### ENTRIES PROVIDED:
--- Start ---
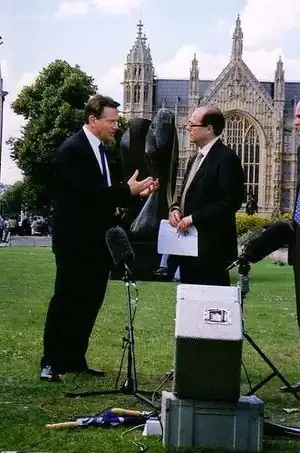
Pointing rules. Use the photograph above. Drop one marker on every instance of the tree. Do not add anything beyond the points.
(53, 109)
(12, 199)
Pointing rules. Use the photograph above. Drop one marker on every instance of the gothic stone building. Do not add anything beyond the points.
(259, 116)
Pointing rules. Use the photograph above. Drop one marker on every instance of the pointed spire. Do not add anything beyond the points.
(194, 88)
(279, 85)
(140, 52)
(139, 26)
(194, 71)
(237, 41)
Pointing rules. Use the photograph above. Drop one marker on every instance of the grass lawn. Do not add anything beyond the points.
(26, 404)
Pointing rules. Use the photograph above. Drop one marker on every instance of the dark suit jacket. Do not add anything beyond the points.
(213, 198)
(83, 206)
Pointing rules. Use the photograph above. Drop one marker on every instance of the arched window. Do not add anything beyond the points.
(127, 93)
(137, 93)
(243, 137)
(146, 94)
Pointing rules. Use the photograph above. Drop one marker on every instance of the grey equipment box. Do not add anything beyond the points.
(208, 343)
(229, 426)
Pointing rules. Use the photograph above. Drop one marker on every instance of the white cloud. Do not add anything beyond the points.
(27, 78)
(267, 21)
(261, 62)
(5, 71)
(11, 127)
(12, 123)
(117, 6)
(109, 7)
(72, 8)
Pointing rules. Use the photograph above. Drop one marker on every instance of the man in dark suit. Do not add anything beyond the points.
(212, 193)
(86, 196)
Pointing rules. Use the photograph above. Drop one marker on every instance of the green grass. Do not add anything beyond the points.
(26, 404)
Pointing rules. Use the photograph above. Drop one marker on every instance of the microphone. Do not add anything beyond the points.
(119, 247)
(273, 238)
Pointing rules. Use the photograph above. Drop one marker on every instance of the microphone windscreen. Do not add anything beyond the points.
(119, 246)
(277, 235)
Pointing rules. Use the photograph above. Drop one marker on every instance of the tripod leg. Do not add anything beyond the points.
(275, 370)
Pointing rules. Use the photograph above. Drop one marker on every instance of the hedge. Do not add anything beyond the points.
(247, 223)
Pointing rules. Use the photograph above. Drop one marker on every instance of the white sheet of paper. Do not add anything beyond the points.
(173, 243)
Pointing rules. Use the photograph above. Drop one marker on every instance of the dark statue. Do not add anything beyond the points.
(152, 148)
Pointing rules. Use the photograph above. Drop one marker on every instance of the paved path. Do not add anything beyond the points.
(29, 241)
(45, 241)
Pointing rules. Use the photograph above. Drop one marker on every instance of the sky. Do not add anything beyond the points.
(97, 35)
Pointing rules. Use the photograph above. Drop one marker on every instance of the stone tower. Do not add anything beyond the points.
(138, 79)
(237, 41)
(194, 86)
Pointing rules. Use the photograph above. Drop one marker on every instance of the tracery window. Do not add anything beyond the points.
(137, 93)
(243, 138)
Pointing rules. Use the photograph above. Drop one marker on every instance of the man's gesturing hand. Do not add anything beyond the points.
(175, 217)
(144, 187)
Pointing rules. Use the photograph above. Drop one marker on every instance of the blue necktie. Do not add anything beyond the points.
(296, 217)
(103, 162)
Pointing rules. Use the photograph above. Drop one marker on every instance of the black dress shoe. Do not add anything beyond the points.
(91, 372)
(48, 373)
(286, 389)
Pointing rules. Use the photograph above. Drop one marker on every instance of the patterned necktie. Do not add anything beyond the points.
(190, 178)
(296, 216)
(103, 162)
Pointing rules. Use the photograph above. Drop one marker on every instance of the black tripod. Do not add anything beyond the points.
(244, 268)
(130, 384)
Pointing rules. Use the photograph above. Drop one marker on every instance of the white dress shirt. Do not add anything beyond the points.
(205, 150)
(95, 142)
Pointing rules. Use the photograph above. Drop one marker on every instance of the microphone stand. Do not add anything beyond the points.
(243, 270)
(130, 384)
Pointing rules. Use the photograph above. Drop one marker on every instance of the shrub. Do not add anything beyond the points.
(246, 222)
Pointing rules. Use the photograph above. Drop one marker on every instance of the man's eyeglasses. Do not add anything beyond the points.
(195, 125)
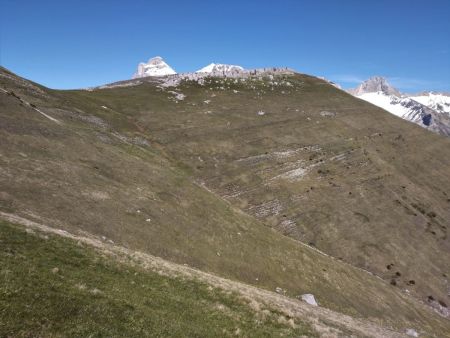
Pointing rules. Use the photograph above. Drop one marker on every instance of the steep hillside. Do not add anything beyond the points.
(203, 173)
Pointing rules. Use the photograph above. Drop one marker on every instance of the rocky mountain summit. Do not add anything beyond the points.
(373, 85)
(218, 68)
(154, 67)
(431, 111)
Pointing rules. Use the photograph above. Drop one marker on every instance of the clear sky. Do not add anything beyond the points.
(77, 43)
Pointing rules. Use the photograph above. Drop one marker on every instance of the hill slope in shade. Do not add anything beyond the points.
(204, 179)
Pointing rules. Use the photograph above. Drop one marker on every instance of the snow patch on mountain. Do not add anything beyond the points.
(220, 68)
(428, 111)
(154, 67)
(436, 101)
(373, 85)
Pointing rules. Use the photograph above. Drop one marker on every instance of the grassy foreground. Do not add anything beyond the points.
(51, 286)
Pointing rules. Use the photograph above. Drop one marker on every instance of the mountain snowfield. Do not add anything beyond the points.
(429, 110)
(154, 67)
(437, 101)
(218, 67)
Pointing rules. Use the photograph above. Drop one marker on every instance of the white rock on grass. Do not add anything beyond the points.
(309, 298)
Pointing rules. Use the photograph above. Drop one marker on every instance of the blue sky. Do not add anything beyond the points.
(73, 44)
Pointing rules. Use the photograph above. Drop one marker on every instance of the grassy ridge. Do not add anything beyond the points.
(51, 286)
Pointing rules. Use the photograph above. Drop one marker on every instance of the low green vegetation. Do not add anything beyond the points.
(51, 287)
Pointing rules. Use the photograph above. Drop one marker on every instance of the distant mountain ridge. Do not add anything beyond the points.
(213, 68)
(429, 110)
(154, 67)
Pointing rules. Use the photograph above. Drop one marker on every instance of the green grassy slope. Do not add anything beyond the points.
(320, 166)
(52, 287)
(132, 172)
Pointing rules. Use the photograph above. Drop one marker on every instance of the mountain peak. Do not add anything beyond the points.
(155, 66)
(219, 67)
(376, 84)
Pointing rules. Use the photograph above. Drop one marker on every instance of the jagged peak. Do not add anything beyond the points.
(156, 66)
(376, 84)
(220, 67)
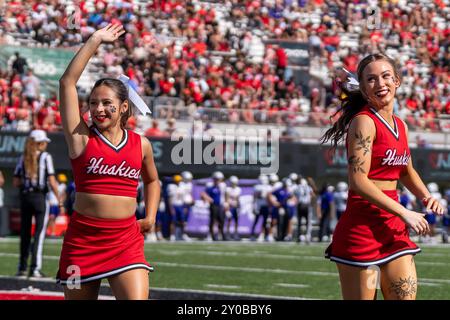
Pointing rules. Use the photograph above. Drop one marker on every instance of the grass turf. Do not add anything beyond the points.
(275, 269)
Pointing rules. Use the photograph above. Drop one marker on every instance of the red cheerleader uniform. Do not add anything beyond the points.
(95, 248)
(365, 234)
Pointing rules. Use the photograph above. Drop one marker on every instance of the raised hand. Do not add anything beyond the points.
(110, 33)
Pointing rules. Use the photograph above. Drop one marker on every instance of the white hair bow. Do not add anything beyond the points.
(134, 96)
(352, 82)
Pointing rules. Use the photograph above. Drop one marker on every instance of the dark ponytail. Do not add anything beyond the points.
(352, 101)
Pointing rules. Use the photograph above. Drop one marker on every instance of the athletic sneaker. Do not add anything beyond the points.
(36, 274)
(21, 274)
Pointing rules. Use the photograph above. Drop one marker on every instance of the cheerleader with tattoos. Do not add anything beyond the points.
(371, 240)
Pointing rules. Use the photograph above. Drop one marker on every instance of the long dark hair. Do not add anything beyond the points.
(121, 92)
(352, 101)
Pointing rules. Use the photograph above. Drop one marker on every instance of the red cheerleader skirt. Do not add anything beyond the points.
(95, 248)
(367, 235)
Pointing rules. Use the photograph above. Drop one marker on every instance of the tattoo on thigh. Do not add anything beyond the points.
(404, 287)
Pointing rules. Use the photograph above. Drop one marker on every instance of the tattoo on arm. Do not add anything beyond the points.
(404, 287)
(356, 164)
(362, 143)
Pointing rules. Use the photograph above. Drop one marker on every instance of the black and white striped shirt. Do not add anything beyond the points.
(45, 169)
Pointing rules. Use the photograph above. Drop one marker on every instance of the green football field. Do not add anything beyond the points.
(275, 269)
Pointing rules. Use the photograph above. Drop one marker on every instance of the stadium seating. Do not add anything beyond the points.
--- End ---
### WORK INSTRUCTIONS:
Only the lines from the one containing "uniform. Do not add anything beyond the points." through the end of the entries above belong in the answer; repeat them exactly.

### THE ANSWER:
Pointing rules. Use the photograph above. Drop one marker on every instance of the red cheerleader uniform. Do not add anything beyond the points.
(95, 248)
(365, 234)
Pointing rules. Use the photograph above. Drop one marker on every instance of the raised hand. Do not add anything beyond the points.
(110, 33)
Pointing rules. Use the photograph above. Drop one marker on every instance of the white hair bow. Do not add anything beyond the points.
(134, 96)
(352, 82)
Pointing rules. Use the photograph above. Drop one marker on every instance of the dark ponytail. Do not add anything beyond the points.
(352, 101)
Pointing rules. Use the photograph above. Drop one marker on every instance of the athletic sneaker. Do not add anything beyond the points.
(36, 274)
(21, 274)
Pointing rules. Use the photograph above. Drop one marker on every instance of the cheerleader with tattoos. Do not add anything beyond the points.
(371, 240)
Pointing rules. Use the photograph above. Drop one marker on every instance of the long dark hair. Do not add anything beyond the points.
(121, 92)
(352, 101)
Pointing rules. Use the photograph above. Drop one marker on every instance of the red cheerleader skirt. Do not add anything beyond the points.
(95, 248)
(367, 235)
Pointing rules. Use the photograph above. Drop one marker on every instance of the tattoo on thigh. Do not add anything beyond the points.
(404, 287)
Pointing rules. Use the photograph above. Drop one marker on every instance of the tattoo on arm. Do not add anything beyond the points.
(404, 287)
(356, 164)
(362, 143)
Pointing rules. Use the photograph above. Drop one marker on every instance of the black and white striped shirt. Do not add anything beyond the points.
(45, 169)
Pointing rules. Use the photograph above. Drop one marker on every instance of the green football field. Do not add anything beyond the points.
(275, 269)
Pointing rules. Use the photograph above. Drop one marker on every instance of the stadium seating. Do not add anything beyond the points.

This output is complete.